━━━ Supplied records ━━━

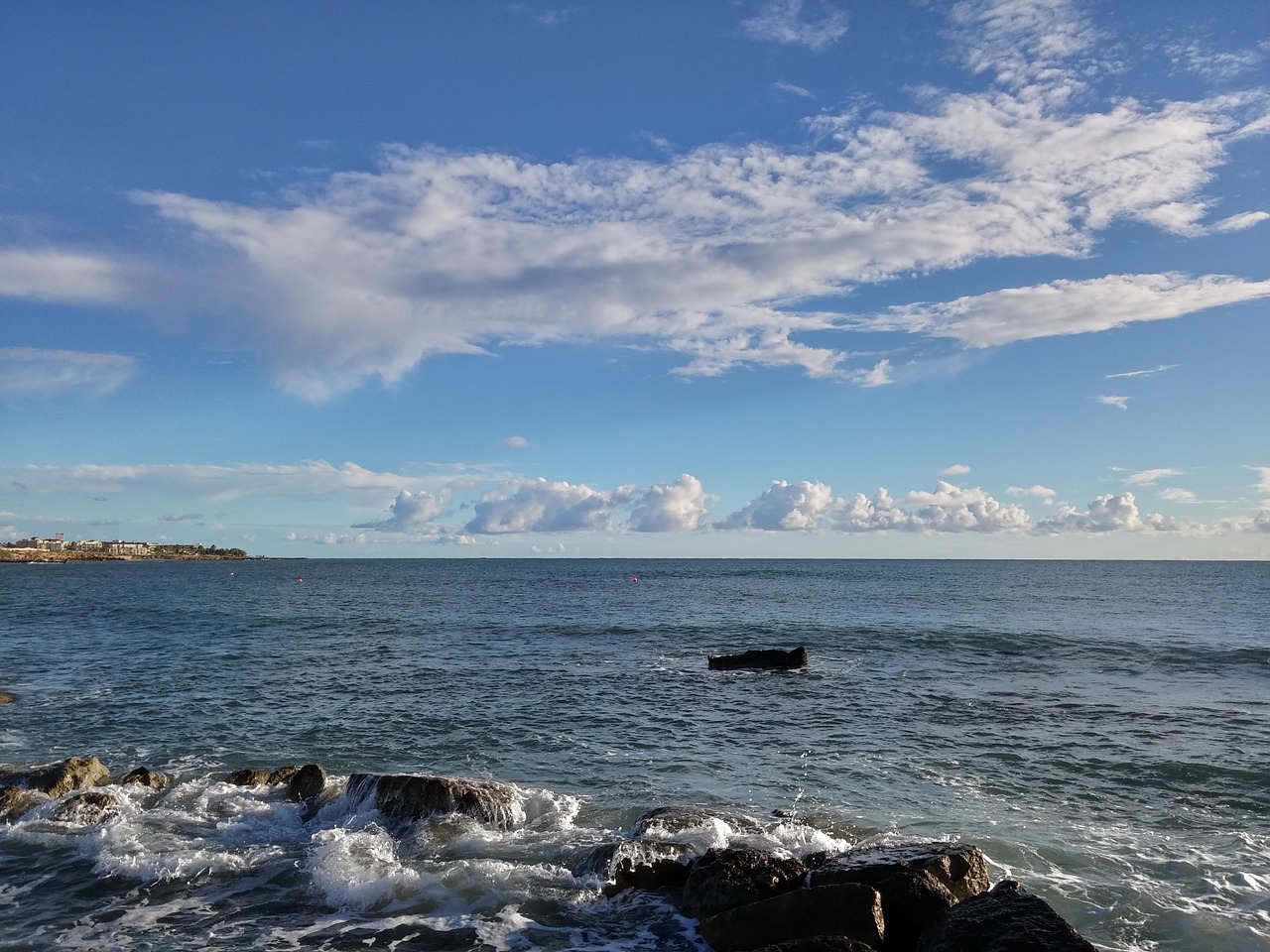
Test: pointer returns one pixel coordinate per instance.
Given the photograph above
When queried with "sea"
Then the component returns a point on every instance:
(1098, 729)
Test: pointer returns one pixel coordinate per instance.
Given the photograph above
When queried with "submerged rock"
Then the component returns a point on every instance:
(62, 778)
(961, 869)
(849, 909)
(770, 658)
(1006, 919)
(89, 807)
(725, 879)
(416, 796)
(145, 777)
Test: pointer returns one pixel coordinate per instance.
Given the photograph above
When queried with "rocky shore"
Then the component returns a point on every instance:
(931, 896)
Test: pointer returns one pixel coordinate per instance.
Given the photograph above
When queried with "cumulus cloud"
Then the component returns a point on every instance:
(36, 373)
(411, 512)
(815, 24)
(1107, 513)
(1150, 477)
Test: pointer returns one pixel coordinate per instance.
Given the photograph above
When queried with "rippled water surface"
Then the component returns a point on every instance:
(1100, 729)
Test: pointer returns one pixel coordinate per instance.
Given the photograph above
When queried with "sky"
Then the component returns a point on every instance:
(740, 278)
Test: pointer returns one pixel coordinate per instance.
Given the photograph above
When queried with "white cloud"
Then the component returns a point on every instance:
(1152, 372)
(670, 507)
(1150, 477)
(51, 275)
(784, 507)
(36, 373)
(712, 254)
(1107, 513)
(1034, 490)
(815, 24)
(411, 513)
(1069, 307)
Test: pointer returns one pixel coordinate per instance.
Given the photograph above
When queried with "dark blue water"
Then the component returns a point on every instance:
(1098, 729)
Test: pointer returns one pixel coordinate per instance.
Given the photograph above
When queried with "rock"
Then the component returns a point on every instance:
(960, 867)
(145, 777)
(16, 801)
(308, 782)
(89, 807)
(725, 879)
(59, 779)
(820, 943)
(760, 657)
(416, 796)
(1006, 919)
(910, 902)
(248, 777)
(848, 909)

━━━

Give back all of the entries above exactly, with the pictures excluded.

■ Response area:
Test: pointer returns one pixel coordinate per instance.
Given the photograph above
When queried with "sea"
Then the component returns a point on every instance:
(1098, 729)
Test: pointer returns one pixel coordinate per instance.
Given the photograph above
When queried with "submerged rock"
Then the component returns a point on every instance:
(62, 778)
(961, 869)
(849, 909)
(770, 658)
(1006, 919)
(89, 807)
(725, 879)
(416, 796)
(145, 777)
Test: pointer returns one pixel coordinate per instance.
Given the photograph above
When queried with "rocky shore"
Then the component returns a point on every instance:
(931, 896)
Test: pointer returns one pixel coordinate per instance.
Given the photograph above
When queried with "cumulus cloud"
Then the component returns a point on every instance:
(36, 373)
(411, 512)
(815, 24)
(1107, 513)
(1150, 477)
Test: pointer returns one pixel coordinate per instance.
Given the photograph above
When queried with "rippled water surface"
Then the component returns a point on every instance:
(1100, 729)
Test: pointer returns one pixel coordinate per instance.
Given the photograph above
When queried with "sky"
Then the component returns a point on every instance:
(740, 278)
Test: pointer returns one pixel coordinate per instance.
Given the photograph above
When queried with "white cloud"
Then the component returns a point on every instance:
(1152, 372)
(670, 507)
(1150, 477)
(51, 275)
(784, 507)
(36, 373)
(712, 254)
(1107, 513)
(1034, 490)
(815, 24)
(411, 513)
(1069, 307)
Test: pointer returns one pixel coordinate per instance.
Given the photograph above
When queried with "dark blue water"
Then the component returns a point on every instance:
(1098, 729)
Test: pointer returns one pixel coordinate per instance.
Given the photograph above
When queried with "rock"
Then the component returns a point on every instance:
(960, 867)
(145, 777)
(16, 801)
(308, 782)
(89, 807)
(725, 879)
(59, 779)
(820, 943)
(760, 657)
(416, 796)
(1006, 919)
(910, 902)
(248, 777)
(848, 909)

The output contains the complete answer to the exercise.